## START Data supplied

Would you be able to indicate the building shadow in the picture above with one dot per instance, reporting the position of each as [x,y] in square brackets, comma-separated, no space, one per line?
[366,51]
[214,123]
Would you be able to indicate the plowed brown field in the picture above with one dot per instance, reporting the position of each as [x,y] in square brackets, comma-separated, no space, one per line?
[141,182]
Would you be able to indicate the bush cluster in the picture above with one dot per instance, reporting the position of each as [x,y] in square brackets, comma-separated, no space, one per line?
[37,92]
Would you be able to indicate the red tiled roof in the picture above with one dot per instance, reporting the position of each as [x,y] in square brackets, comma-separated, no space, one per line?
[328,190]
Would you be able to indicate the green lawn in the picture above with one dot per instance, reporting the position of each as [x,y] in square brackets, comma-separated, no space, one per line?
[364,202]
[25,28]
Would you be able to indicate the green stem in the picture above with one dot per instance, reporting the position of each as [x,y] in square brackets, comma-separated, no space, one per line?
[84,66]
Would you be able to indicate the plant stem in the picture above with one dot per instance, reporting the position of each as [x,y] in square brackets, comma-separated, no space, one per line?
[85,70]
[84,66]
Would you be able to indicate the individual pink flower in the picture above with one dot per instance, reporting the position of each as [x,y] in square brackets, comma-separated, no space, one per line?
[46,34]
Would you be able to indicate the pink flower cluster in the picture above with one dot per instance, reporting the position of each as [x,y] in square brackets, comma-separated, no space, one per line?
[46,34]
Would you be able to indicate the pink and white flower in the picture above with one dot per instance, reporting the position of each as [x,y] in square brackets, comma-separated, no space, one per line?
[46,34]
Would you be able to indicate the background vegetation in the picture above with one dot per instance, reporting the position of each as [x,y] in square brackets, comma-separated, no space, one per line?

## END Data supplied

* [Problem to solve]
Could you give again exactly the lines from the line containing "Would you be able to indicate the green lawn" through the final line of the data above, and no others?

* [Full response]
Would you be able to indicate the green lawn in the picture above with one dot per instance, reporting the position of each as [x,y] in square brackets, comma-separated, no space, one per line?
[364,202]
[25,28]
Would you be able to indicate the green stem in the picture above with one dot per instance, reporting the position of each as [x,y] in square brackets, comma-separated, no space, one per line?
[84,66]
Would you be able to indicate the plant stem in the picture above with one dot per instance, reporting the position of each as [x,y] in square brackets, comma-separated, no space, one per line?
[85,70]
[84,66]
Would you be able to indicate the individual pink flower in the picture above with one dot per instance, reporting the position of each as [x,y] in square brackets, comma-separated, no space, one per line?
[46,34]
Would you be able to indicate the pink flower cluster in the picture above with one dot per instance, reporting the position of each as [x,y] in square brackets, comma-separated, no space, one per line?
[46,34]
Would you be able to indicate the pink and white flower in the picture above with one dot per instance, reporting the position of each as [x,y] in square brackets, comma-separated, no space, one per line?
[46,34]
Would you be able to indicate the background vegetation in the picture above with one dot per instance, reporting the position of each as [x,y] in square brackets, comma-separated, no space, one per line?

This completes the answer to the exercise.